(PROBLEM REQUIREMENTS) Reproduce every line of the entries from the line with "written like [552,326]." up to and including the last line of the entries. Shift each coordinate in the answer points by -139 and leave every other line unchanged.
[START OF SUPPLIED ENTRIES]
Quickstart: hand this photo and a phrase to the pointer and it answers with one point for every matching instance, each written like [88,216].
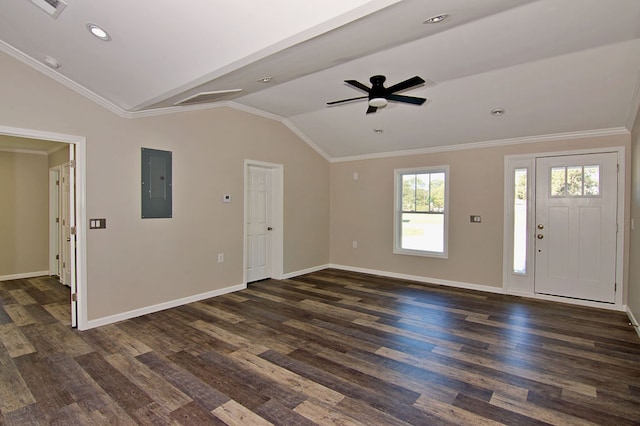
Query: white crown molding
[488,144]
[83,91]
[634,105]
[24,151]
[306,139]
[70,84]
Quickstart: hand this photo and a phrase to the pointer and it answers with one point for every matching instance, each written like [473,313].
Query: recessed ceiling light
[436,19]
[98,32]
[51,62]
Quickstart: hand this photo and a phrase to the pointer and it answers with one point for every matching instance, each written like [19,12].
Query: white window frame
[397,216]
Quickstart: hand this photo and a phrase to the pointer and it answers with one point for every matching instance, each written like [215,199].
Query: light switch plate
[97,223]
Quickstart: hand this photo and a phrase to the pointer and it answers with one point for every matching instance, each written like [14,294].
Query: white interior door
[68,240]
[54,221]
[576,226]
[65,221]
[258,223]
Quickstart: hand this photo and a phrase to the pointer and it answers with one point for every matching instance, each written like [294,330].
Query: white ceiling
[555,66]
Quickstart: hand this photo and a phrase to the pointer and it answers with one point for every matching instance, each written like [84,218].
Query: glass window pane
[436,203]
[592,180]
[422,232]
[408,193]
[558,181]
[422,193]
[574,181]
[520,222]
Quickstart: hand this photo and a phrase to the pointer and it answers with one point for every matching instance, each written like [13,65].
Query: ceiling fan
[380,95]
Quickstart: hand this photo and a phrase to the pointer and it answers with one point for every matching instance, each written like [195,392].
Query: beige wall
[362,210]
[24,235]
[59,156]
[136,263]
[634,250]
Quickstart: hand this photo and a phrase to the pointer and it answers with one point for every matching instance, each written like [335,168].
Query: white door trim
[54,226]
[524,285]
[81,208]
[277,212]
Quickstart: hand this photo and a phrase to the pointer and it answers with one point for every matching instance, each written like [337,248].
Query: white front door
[576,227]
[258,223]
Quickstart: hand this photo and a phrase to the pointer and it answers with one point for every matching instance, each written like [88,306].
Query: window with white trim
[421,213]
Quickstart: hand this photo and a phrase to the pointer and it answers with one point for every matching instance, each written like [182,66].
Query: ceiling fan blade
[406,99]
[357,84]
[346,100]
[413,81]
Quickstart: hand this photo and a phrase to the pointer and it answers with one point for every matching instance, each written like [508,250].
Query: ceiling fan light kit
[378,102]
[380,95]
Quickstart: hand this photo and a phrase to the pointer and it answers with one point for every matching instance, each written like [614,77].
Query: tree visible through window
[421,213]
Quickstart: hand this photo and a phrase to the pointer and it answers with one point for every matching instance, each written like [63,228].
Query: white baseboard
[567,300]
[24,275]
[426,280]
[305,271]
[634,321]
[162,306]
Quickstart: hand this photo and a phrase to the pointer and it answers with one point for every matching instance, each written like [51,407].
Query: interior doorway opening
[76,255]
[263,221]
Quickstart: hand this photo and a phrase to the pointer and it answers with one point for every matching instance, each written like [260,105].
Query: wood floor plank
[158,389]
[14,391]
[124,392]
[15,341]
[182,379]
[19,315]
[22,297]
[232,413]
[329,347]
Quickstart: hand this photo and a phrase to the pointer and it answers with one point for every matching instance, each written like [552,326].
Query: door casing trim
[80,143]
[277,214]
[526,287]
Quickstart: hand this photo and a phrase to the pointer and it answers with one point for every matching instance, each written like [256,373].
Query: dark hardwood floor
[331,347]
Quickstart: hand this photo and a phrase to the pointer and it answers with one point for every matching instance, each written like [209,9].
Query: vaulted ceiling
[555,67]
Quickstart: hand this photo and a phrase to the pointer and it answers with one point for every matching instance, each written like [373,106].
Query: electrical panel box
[END OF SUPPLIED ENTRIES]
(CORRECT RESPONSE)
Quickstart: hand this photo and a phrase to the pointer and it answers with one point for every matching instance, each written like [552,326].
Query: door casing trim
[-59,4]
[138,75]
[387,148]
Quickstart: hand this photo and a phrase to the pointer and it answers with one point for every matching instance, each written like [256,373].
Query: dark hardwood floor
[192,208]
Quickstart: hand this photo and a phrase to the pointer and it answers with one point for every matching instance, each written like [209,9].
Query: vaulted ceiling
[416,-72]
Quickstart: hand this photo and a phrase to the pointer and it answers with one point for every matching instance, each written like [373,106].
Query: electrical panel box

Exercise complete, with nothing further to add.